§ Short exercise
Format the records below as a two-column CSV with the header text,answer. Give each record one row: its wording goes under text and its points under answer, each in a single quoted field with line breaks replaced by spaces.

§ Exercise materials

::::

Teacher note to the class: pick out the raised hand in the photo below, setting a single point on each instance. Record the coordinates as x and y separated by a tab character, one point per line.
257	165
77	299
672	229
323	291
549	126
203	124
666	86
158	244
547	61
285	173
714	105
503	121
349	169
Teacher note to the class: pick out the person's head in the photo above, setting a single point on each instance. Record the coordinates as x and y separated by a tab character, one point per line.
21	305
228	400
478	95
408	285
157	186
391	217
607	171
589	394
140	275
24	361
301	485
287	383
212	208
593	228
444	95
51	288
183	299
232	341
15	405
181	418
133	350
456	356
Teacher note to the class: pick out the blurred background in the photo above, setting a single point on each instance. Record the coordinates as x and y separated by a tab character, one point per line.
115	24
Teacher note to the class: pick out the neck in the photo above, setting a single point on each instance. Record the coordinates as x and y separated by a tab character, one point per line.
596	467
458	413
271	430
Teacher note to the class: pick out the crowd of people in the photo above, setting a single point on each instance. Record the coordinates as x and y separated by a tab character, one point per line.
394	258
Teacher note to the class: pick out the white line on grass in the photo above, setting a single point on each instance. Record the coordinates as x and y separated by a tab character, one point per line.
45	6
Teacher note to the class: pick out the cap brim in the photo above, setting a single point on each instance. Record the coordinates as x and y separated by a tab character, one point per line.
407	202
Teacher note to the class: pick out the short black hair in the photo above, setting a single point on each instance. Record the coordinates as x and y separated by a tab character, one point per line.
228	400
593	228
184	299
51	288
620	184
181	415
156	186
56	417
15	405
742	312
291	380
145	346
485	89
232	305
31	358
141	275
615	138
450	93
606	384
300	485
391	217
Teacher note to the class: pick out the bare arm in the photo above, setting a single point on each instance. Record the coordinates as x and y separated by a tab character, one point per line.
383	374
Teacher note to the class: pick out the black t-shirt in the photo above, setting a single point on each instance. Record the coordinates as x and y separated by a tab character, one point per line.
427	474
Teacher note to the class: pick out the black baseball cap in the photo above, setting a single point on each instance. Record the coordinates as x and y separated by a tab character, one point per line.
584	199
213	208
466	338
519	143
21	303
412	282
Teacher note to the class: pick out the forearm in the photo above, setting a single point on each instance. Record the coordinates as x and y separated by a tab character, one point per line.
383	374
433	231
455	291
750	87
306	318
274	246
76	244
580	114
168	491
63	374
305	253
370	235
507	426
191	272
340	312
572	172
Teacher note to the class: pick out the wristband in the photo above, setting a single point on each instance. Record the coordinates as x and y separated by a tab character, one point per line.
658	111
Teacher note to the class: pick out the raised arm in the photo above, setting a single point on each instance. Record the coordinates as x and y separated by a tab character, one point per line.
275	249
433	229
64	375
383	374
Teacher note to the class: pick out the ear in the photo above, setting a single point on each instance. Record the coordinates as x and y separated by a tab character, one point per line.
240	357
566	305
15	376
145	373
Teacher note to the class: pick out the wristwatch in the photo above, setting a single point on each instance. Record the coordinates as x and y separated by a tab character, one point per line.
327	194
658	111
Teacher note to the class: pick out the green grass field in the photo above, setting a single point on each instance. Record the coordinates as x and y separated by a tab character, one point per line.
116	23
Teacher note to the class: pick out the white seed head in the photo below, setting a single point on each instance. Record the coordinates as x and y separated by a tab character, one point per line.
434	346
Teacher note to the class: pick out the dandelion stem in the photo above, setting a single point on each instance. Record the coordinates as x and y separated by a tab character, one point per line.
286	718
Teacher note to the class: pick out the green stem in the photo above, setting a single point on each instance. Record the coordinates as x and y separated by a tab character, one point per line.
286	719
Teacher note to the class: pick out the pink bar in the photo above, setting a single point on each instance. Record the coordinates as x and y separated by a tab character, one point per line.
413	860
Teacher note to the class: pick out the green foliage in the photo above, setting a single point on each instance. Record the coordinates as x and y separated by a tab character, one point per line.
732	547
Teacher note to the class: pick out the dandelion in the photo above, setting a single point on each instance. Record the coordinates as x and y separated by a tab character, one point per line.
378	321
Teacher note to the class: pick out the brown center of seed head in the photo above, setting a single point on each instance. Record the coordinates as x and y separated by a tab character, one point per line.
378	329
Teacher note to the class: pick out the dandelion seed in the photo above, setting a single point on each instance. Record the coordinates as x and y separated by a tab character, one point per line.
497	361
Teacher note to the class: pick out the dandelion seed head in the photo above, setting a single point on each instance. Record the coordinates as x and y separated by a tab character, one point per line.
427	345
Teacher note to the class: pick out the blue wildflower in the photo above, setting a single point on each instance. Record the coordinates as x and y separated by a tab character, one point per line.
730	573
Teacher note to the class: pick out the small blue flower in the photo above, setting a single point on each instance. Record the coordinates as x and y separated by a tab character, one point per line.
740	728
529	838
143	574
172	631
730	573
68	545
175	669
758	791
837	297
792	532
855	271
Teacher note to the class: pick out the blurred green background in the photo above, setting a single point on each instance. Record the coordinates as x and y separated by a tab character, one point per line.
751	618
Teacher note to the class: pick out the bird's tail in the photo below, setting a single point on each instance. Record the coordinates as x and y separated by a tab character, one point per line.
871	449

::::

§ Final result
text,answer
"Teacher note to the class: pick out the raised hand in the photo below, setting a single point on each instance. Record the coordinates as x and y separated by a tab character, one point per line.","257	165 77	299 672	229 323	291 549	126 203	124 666	86 158	244 547	61 285	173 714	105 503	121 349	169"
"Teacher note to the class: pick out the person's head in the photo above, setting a single point on each instance. Record the coordinates as x and y separated by a tab character, one point per line.","21	305 228	400 478	95 408	285 157	186 391	217 607	171 589	394 140	275 24	361 301	485 287	383 212	208 593	228 444	95 51	288 183	299 232	341 15	405 181	418 133	350 456	356"
"Teacher note to the class: pick out the blurred background in the photo above, setting a single point on each instance. Record the coordinates as x and y separated by a tab character, one point per line.","115	24"
"Teacher note to the class: pick out the neck in the photo above, setting a single point on each instance. Record the coordinates as x and y separated by a tab character, one point per line.","596	467 458	413 271	430"
"Teacher note to the class: pick out the crowd of people in the photo above, setting a single point on each instance. Record the coordinates as x and y separated by a tab character, one point per line.","394	258"
"Teacher note to the class: pick out the white line on grass in the photo above, setting a single point on each instance. Record the coordinates as x and y separated by a tab character, one point per line.","45	6"
"Teacher note to the class: pick out the cap brim in the photo above, setting a single point on each instance. Record the coordinates as x and y separated by a tab character, one point per line.","407	202"
"Teacher note to the class: pick out the short black hair in the photo above, setting a single point on each instance. Record the coordinates as x and y separated by a tab character, one point per line.","228	400 593	228 184	299 51	288 620	184 181	415 156	186 56	417 15	405 742	312 291	380 145	346 485	89 232	305 31	358 141	275 615	138 450	93 606	384 300	485 391	217"
"Teacher note to the class: pick out the bare arm in the photo above, setting a single point on each instance. Record the coordinates as x and y separated by a tab character, one point per line.","383	374"
"Teacher note to the class: pick out the black t-shirt in the photo above, setting a single point on each instance. Record the coordinates as x and y separated by a tab character, one point per line.","427	474"
"Teacher note to the class: pick out the black baseball cap in the photo above, setting a single point on each instance. Record the coordinates as x and y separated by a tab character, one point per line.","584	199 213	208 466	338 519	143 21	303 412	282"
"Teacher note to the class: pick out the forearm in the photo above, setting a single point on each instance. Record the coordinates as x and y separated by a tab character, one point per line.","383	374 433	231 455	291 750	87 306	318 274	246 76	244 580	114 168	491 63	374 305	253 370	235 507	426 191	272 340	312 572	172"
"Teacher note to the class: pick out the wristband in the photo above, setting a single point on each instance. Record the coordinates as x and y separated by a tab character, one point per line.","658	111"
"Teacher note to the class: pick out the raised arm in the photo above, setting a single point on each instance. Record the coordinates as x and y separated by a tab character, one point per line.","275	249 433	229 64	375 383	374"
"Teacher note to the class: pick out the ear in the photo above, setting a single point on each instance. Record the coordinates as x and y separated by a tab character, one point per line.","240	357 566	305 15	376 145	373"
"Teacher note to the class: pick out the wristwatch in the photo above, setting a single point on each instance. Record the coordinates as x and y separated by a tab character, one point per line.","327	194 658	111"
"Teacher note to the class: pick out the green grass field in the photo above, setting a single point on each instance. Record the coordinates as x and y separated by a tab character, one point per line.","116	23"
"Teacher note to the class: pick out the white seed head in the photo below, setting a single point on each instance. Record the coordinates as x and y separated by a tab character, one point per line.","434	346"
"Teacher note to the class: pick out the dandelion stem in the photo above, setting a single point on each instance. Record the coordinates as x and y separated by a tab character, one point per line.","286	718"
"Teacher note to the class: pick out the green stem in the photo above, setting a single point on each instance. Record the coordinates as x and y separated by a tab character, one point per line.","286	719"
"Teacher note to the class: pick out the pink bar in the photo above, setting a single point on each instance. Record the coordinates as x and y separated by a tab character, one point per line.","413	860"
"Teacher note to the class: pick out the green foliage in the photo above, setting a single point on each instance. Record the coordinates as x and y separated by a tab character, one point per line.","732	547"
"Teacher note to the class: pick out the dandelion in the photo above, setting a single point on each instance. Record the coordinates as x and y separated by a tab character, one point per line.","378	321"
"Teacher note to the class: pick out the brown center of seed head in the photo above, setting a single point on each instance. Record the coordinates as x and y separated by a tab character, one point per line.","378	329"
"Teacher note to the class: pick out the dandelion seed in the photo above, setting a single point on each instance. Record the coordinates as x and y separated by a tab character, one point per line.","497	361"
"Teacher note to the class: pick out the dandelion seed head in the photo above, setting a single point on each instance. Record the coordinates as x and y separated by a tab character, one point per line.","427	345"
"Teacher note to the class: pick out the blue wildflower in the photo above, setting a single point on each instance. Record the coordinates as x and y separated by a tab character, one point per line.","730	573"
"Teacher note to the class: pick out the small blue flower in the photo above, setting a single point on each instance. Record the coordinates as x and y separated by a tab character, one point per line.","740	728 529	838 143	574 172	631 730	573 68	545 175	669 758	791 837	297 792	532 855	271"
"Teacher note to the class: pick out the blurred green background in the photo above, setting a single point on each instance. Record the coordinates as x and y separated by a tab character, one point per line.","751	618"
"Teacher note to the class: pick out the bird's tail in the photo below, setting a single point on each instance. Record the coordinates as x and y separated by a tab character, one point per line.","871	449"